◆ Petunjuk Pengerjaan:
[1] Berdasarkan bacaan tentang uji coba senjata Korut, jelaskan dalam satu sampai tiga kalimat penyebab runtuhnya perundingan nuklir yang dipimpin AS pada 2019.
[2] Menurut bacaan tentang uji coba senjata Korut, kapan masa jabatan lima tahun Presiden Korsel Moon Jae-in berakhir?

Antara September dan November tahun lalu, Korut melakukan serangkaian uji coba senjata. Menurut para ahli, langkah Korut ini sebagai upaya untuk menerapkan lebih banyak tekanan pada negara lain untuk menerima Korut sebagai negara tenaga nuklir dengan harapan memenangkan bantuan dari sanksi ekonomi.
Senjata yang diuji termasuk rudal balistik yang diluncurkan dari kapal selam dan rudal hipersonik yang diperkembangkaan. Sejak latihan penembakan artileri pada awal November, Korut telah menghentikan kegiatan pengujian hingga peluncurannya Rabu ini.
Sementara itu, Pemerintahan AS Joe Biden telah berulang kali mengatakan pihaknya terbuka untuk melanjutkan diplomasi nuklir dengan Korut di mana dan kapan saja tanpa prasyarat. Namun Korut sejauh ini menolak tawaran tersebut dan justru menilai bahwa permusuhan AS tetap tidak berubah sama sekali.
Dalam pidato tahun baru jelang akhir masa jabatannya, Presiden Korsel Moon Jae-in menegaskan ia akan terus mencari cara untuk memulihkan hubungan dengan Korut dan mempromosikan perdamaian di Semenanjung Korea sampai masa jabatan lima tahunnya berakhir pada Mei. Dia baru-baru ini mendorong deklarasi simbolis politik untuk mengakhiri Perang Korea 1950-53 sebagai cara untuk mengurangi permusuhan.
Diplomasi Nuklir yang tak Berujung
Diplomasi yang dipimpin AS bertujuan meyakinkan Korut untuk meninggalkan program nuklirnya. Namun perundingan runtuh pada 2019 karena perselisihan tentang berapa banyak keringanan sanksi yang harus diberikan kepada Korut sebagai imbalan atas pembongkaran kompleks nuklir utamanya, langkah denuklirisasi terbatas.
Kim Jong Un sejak itu mengancam untuk memperbesar persenjataan nuklirnya, meskipun ekonomi negaranya telah mengalami kemunduran besar karena pandemi Covid-19, sanksi yang dipimpin AS yang terus-menerus, dan salah urus negaranya sendiri sejak penggantian ayahnya.
Menurut seorang profesor di Ewha Universitas di Seoul, Leif-Eric Easley, pandemi maupun kelaparan di Korut tidak bakal menghentikan Kim untuk terus mengembangkan rudalnya. "Daripada menyatakan kesediaan untuk pembicaraan denuklirisasi atau minat dalam deklarasi akhir perang, Korut memberi sinyal bahwa varian Omicron maupun kekurangan pangan domestik tidak akan menghentikan pengembangan rudal agresifnya," kata Easley.
Profesor lain di Universitas Studi Korut di Seoul, Kim Dong-yub, menuturkan Korut mungkin telah menguji rudal hipersonik atau rudal KN-23 berkemampuan nuklir dengan penerbangan yang sangat bermanuver dan lintasan lebih rendah. Dia menilai Korut kemungkinan akan bergerak maju dengan rencana pembangunan militernya.

◆ Bahan Kutipan:
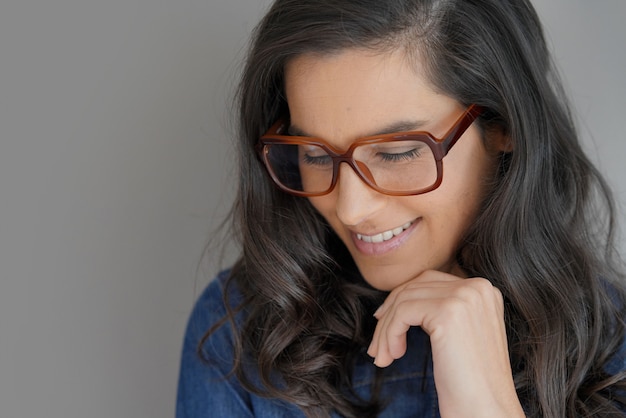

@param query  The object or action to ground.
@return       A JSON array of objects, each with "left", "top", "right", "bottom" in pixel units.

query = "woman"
[{"left": 177, "top": 0, "right": 626, "bottom": 417}]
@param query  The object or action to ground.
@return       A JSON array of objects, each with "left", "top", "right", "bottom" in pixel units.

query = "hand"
[{"left": 368, "top": 271, "right": 524, "bottom": 418}]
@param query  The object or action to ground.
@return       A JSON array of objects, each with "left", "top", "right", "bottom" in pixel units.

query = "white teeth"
[{"left": 356, "top": 222, "right": 411, "bottom": 244}]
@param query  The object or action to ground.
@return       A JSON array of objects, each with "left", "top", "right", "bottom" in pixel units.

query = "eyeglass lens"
[{"left": 267, "top": 139, "right": 437, "bottom": 193}]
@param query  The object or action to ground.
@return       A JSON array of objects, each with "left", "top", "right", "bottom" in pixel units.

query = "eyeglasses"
[{"left": 257, "top": 105, "right": 483, "bottom": 197}]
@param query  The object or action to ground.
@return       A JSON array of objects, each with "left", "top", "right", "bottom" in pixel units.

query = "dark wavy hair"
[{"left": 207, "top": 0, "right": 626, "bottom": 418}]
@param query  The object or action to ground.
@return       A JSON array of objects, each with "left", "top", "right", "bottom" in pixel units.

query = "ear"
[{"left": 485, "top": 125, "right": 515, "bottom": 154}]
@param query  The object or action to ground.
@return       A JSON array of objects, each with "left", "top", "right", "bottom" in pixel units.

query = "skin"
[{"left": 285, "top": 49, "right": 523, "bottom": 417}]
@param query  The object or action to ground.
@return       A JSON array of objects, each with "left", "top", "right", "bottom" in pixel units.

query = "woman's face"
[{"left": 285, "top": 49, "right": 495, "bottom": 290}]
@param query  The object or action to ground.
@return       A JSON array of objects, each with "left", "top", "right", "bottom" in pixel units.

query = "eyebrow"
[{"left": 287, "top": 120, "right": 427, "bottom": 138}]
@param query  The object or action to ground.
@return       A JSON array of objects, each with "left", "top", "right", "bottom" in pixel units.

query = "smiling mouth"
[{"left": 356, "top": 222, "right": 413, "bottom": 244}]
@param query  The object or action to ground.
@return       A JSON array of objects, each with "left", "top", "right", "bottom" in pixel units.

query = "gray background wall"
[{"left": 0, "top": 0, "right": 626, "bottom": 418}]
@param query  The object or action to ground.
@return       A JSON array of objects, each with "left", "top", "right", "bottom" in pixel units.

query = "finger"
[{"left": 374, "top": 270, "right": 456, "bottom": 319}]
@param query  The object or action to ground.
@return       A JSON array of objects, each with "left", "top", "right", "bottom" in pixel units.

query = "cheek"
[{"left": 308, "top": 197, "right": 336, "bottom": 228}]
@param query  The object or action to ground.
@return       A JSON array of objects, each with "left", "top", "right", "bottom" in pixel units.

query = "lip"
[{"left": 350, "top": 218, "right": 421, "bottom": 256}]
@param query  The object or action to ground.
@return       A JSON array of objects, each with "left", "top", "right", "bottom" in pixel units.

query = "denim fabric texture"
[
  {"left": 176, "top": 272, "right": 439, "bottom": 418},
  {"left": 176, "top": 272, "right": 626, "bottom": 418}
]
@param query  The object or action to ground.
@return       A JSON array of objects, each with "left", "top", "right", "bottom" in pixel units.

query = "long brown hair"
[{"left": 206, "top": 0, "right": 626, "bottom": 418}]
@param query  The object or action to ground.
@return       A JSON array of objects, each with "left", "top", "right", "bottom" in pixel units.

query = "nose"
[{"left": 335, "top": 163, "right": 387, "bottom": 225}]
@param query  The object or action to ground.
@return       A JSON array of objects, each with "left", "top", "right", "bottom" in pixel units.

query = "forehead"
[{"left": 285, "top": 49, "right": 460, "bottom": 142}]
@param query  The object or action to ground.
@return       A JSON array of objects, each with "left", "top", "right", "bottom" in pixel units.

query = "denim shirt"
[
  {"left": 176, "top": 272, "right": 625, "bottom": 418},
  {"left": 176, "top": 273, "right": 439, "bottom": 418}
]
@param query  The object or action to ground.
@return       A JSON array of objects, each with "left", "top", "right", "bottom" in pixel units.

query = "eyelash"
[{"left": 379, "top": 148, "right": 420, "bottom": 162}]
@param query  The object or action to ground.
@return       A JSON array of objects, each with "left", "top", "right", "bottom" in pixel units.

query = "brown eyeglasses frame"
[{"left": 256, "top": 104, "right": 484, "bottom": 197}]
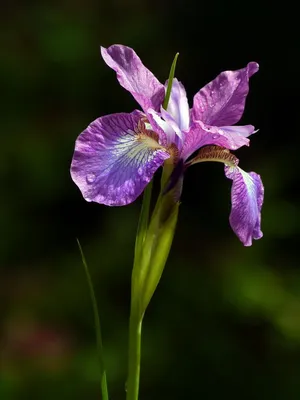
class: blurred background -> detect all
[0,0,300,400]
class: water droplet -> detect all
[86,174,96,183]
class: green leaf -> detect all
[77,239,108,400]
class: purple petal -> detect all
[101,45,165,112]
[192,62,258,126]
[71,111,170,206]
[165,78,190,131]
[220,125,257,137]
[225,166,264,246]
[181,121,252,160]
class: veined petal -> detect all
[225,166,264,246]
[101,45,165,112]
[181,121,252,160]
[71,111,170,206]
[192,62,258,126]
[165,78,190,131]
[220,125,257,137]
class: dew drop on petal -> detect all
[86,174,96,183]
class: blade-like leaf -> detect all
[77,239,108,400]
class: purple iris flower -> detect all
[71,45,264,246]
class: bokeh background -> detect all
[0,0,300,400]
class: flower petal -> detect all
[101,45,165,112]
[165,78,190,131]
[220,125,257,137]
[225,166,264,246]
[181,121,252,160]
[192,62,258,126]
[71,111,170,206]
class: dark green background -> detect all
[0,0,300,400]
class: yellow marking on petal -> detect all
[186,146,239,167]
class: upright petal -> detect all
[101,45,165,112]
[165,78,190,131]
[71,111,170,206]
[192,62,258,126]
[225,166,264,246]
[181,121,254,160]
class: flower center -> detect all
[186,146,239,167]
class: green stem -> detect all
[126,306,143,400]
[134,181,153,265]
[163,53,179,110]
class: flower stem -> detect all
[126,306,143,400]
[163,53,179,110]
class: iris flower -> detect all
[71,45,264,246]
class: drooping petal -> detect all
[220,125,257,137]
[165,78,190,131]
[225,166,264,246]
[192,62,258,126]
[101,45,165,112]
[71,111,170,206]
[181,121,252,160]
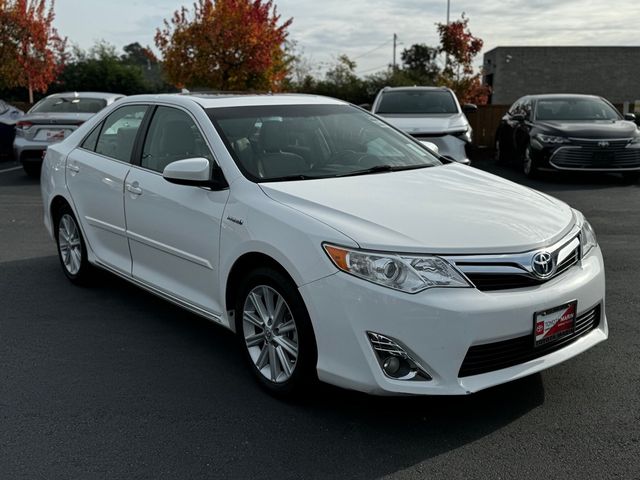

◆ Penyelesaian Soal:
[1] Perundingan runtuh karena adanya perselisihan mengenai seberapa banyak keringanan sanksi yang harus diberikan kepada Korut. Keringanan itu merupakan imbalan atas pembongkaran kompleks nuklir utama Korut, yang merupakan langkah denuklirisasi terbatas.

[2] Masa jabatannya berakhir pada bulan Mei.